Written exercise »
From the line with "Where can the dark jeans" down to the final line of the material below, quote every line exactly and leave out all lines before it.

** begin Record list **

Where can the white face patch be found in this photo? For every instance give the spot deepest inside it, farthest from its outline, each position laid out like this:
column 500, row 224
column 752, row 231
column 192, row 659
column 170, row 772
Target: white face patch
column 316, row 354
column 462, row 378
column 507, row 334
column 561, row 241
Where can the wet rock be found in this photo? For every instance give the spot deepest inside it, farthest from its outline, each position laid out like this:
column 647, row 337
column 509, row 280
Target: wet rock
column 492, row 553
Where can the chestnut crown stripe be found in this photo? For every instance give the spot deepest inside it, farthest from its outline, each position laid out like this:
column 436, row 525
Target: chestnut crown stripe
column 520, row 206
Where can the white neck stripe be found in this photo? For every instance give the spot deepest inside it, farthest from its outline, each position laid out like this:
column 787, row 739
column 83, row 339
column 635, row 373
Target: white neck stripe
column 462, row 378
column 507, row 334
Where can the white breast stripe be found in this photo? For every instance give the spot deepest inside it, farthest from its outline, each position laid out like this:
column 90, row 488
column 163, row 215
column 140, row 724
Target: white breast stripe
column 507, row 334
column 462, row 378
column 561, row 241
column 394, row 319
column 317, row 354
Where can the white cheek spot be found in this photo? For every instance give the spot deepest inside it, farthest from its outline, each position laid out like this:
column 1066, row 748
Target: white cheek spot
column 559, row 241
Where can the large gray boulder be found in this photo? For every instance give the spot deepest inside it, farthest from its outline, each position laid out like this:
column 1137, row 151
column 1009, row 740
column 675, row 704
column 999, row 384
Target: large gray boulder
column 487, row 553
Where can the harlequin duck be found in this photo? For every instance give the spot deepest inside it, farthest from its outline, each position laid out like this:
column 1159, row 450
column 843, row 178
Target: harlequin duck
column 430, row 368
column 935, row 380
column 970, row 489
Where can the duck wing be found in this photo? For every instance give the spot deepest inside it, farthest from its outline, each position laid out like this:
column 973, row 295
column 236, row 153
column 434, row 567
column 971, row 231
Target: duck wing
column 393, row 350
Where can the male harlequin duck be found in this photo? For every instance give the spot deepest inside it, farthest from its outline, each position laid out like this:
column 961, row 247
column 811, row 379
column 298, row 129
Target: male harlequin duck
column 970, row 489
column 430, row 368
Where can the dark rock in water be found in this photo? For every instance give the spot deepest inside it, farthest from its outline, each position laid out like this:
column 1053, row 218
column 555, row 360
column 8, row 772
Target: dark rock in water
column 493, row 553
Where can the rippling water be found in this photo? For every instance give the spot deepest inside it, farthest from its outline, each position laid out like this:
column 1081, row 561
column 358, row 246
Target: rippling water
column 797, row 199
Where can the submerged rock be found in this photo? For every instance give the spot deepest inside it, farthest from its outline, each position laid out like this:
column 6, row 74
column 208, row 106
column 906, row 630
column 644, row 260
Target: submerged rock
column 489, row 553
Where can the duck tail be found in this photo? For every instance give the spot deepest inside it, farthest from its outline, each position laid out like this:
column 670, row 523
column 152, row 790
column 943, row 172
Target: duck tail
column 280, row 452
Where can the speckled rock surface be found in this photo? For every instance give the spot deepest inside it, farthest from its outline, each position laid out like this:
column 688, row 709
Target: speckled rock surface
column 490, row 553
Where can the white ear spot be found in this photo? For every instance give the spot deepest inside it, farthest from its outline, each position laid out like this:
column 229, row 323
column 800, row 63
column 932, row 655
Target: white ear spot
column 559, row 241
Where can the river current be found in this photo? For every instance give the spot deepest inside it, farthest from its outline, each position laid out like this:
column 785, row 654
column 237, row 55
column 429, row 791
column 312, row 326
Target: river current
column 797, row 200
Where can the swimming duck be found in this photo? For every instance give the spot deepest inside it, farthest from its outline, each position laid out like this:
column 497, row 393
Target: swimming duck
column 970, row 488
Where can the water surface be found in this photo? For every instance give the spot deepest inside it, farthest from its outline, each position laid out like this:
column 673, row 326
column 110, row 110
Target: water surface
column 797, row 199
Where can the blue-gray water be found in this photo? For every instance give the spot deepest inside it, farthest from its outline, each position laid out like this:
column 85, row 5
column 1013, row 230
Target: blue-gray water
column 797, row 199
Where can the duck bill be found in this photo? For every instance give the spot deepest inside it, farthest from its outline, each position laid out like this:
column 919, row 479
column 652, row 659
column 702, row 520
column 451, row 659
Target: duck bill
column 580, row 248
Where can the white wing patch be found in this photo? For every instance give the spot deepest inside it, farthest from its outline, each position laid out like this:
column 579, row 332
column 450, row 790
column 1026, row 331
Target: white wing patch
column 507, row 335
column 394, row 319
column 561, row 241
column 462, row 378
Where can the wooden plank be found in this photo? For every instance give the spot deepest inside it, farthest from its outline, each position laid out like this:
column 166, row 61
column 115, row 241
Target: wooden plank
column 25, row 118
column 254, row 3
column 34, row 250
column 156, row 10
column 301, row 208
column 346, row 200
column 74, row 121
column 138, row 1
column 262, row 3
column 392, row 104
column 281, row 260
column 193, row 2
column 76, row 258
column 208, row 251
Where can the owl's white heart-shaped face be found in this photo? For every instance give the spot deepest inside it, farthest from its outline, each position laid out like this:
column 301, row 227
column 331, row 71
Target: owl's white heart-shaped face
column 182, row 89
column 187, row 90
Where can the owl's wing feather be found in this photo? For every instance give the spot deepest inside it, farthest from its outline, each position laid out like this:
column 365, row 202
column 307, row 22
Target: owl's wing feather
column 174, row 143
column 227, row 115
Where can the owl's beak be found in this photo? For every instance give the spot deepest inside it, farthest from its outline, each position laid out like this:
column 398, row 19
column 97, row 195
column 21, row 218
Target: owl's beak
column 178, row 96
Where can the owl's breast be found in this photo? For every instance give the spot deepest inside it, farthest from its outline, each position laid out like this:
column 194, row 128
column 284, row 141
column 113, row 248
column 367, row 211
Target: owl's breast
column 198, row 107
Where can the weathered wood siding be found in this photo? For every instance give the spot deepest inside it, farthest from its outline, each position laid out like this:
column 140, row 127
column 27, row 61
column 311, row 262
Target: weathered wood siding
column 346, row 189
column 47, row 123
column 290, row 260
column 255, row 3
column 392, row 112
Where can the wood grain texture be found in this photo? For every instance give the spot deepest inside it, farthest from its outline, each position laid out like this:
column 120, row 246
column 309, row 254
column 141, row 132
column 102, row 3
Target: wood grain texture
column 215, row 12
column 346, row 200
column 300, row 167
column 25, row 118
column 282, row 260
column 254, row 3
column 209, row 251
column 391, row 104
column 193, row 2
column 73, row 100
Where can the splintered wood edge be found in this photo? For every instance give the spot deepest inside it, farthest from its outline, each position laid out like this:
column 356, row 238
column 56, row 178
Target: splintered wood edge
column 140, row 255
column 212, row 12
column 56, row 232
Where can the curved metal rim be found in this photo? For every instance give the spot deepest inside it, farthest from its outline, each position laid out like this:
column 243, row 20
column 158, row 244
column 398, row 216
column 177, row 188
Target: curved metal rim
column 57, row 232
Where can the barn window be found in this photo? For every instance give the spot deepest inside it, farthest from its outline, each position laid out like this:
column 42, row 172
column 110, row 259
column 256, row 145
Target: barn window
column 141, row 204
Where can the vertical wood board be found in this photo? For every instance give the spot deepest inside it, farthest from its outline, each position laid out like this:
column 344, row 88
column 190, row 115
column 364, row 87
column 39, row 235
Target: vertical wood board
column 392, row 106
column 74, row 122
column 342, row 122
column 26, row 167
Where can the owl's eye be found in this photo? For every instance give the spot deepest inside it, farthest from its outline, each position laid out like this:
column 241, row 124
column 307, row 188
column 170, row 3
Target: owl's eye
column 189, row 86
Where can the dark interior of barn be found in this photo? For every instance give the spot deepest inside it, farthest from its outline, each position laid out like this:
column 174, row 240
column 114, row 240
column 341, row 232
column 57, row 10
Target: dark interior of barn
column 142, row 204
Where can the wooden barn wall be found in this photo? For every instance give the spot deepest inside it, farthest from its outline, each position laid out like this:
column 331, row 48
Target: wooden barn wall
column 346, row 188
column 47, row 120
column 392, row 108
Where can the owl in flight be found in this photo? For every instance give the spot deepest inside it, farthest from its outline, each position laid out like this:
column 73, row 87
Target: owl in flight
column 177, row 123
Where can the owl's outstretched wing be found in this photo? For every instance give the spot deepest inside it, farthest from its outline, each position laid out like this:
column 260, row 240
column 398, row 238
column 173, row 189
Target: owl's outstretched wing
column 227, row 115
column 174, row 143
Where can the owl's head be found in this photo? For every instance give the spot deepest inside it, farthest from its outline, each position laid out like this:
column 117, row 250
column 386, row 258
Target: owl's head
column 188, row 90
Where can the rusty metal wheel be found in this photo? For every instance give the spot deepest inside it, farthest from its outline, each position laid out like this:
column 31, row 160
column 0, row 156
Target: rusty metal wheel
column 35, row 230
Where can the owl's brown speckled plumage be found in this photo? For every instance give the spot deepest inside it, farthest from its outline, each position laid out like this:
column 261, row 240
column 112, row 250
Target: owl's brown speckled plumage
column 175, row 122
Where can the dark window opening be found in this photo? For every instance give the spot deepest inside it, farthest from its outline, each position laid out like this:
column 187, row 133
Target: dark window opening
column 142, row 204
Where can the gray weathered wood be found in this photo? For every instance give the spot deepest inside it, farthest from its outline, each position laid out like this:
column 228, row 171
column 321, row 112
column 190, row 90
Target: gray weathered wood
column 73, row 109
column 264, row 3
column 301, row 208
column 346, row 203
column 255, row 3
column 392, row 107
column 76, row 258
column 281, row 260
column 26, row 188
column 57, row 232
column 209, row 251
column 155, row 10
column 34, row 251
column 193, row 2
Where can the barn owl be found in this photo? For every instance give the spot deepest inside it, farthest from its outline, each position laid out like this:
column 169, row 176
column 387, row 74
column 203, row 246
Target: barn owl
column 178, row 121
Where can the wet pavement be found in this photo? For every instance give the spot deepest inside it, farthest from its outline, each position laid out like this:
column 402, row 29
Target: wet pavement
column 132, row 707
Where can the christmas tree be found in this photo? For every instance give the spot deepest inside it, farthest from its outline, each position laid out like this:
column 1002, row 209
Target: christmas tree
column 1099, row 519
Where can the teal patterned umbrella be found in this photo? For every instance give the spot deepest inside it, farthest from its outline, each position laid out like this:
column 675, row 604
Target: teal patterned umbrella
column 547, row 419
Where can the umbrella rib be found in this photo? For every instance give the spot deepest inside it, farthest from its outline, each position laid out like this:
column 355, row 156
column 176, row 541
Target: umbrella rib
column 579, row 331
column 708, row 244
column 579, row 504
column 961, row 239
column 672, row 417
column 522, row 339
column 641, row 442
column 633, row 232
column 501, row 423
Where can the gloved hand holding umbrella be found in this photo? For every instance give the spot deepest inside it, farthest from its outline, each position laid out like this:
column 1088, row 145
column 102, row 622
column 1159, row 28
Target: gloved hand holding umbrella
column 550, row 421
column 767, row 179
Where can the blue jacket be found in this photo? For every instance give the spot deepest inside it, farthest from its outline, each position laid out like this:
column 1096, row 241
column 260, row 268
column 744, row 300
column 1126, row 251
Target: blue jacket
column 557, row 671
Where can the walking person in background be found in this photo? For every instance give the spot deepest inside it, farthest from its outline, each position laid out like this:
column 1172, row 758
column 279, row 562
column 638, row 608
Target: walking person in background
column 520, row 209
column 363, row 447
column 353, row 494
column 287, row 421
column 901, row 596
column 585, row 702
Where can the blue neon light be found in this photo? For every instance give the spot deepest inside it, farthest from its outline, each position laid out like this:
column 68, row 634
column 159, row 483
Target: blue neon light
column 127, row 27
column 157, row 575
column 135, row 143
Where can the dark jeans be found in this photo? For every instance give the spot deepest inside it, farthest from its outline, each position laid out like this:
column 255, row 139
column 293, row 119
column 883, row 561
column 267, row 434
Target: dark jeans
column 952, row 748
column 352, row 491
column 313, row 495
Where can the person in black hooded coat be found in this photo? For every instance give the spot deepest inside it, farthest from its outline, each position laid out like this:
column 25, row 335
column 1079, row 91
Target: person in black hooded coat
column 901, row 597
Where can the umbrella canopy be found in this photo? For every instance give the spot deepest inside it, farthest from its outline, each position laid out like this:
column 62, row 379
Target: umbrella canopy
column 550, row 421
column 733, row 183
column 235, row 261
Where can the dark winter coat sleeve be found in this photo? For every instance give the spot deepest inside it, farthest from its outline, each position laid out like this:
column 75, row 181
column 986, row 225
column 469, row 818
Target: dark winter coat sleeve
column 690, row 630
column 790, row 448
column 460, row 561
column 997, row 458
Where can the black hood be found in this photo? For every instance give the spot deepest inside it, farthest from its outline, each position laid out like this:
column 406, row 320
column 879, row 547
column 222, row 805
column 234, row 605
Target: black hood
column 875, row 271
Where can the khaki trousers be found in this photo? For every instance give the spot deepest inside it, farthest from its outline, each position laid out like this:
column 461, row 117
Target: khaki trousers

** end Record list **

The solution »
Where can the dark jeans be found in this photo? For every instance give the spot deepest inside it, farthest from its outline, each position laid out like this:
column 255, row 139
column 293, row 119
column 883, row 561
column 267, row 434
Target: dark jeans
column 952, row 748
column 352, row 491
column 313, row 495
Where can the person in black hooded coat be found in this photo? For every instance give the spot deepest inside it, farthest from its outline, each position laid out like this:
column 25, row 335
column 1079, row 91
Target: person in black hooded coat
column 901, row 597
Where can the umbrella canopy be found in this photo? For every instance give the spot deepest inside it, farthest from its outline, each position laid out like this:
column 62, row 379
Target: umbrella canopy
column 550, row 421
column 733, row 183
column 235, row 261
Where can the dark winter coat sleeve be found in this photo? For every instance give the spot deepest inside it, farthest from its outline, each position laid out like this:
column 75, row 181
column 986, row 225
column 469, row 818
Target: dark winter coat sleeve
column 690, row 630
column 790, row 448
column 460, row 561
column 997, row 458
Where can the black hood be found in this photo? For every instance give the spot deepest inside it, farthest from its outline, each position laid out like this:
column 406, row 320
column 879, row 547
column 222, row 805
column 234, row 605
Target: black hood
column 875, row 271
Where can the khaki trousers be found in this photo? For every instance give the spot deepest inside it, farthest from its outline, each position laid out like this:
column 461, row 117
Target: khaki trousers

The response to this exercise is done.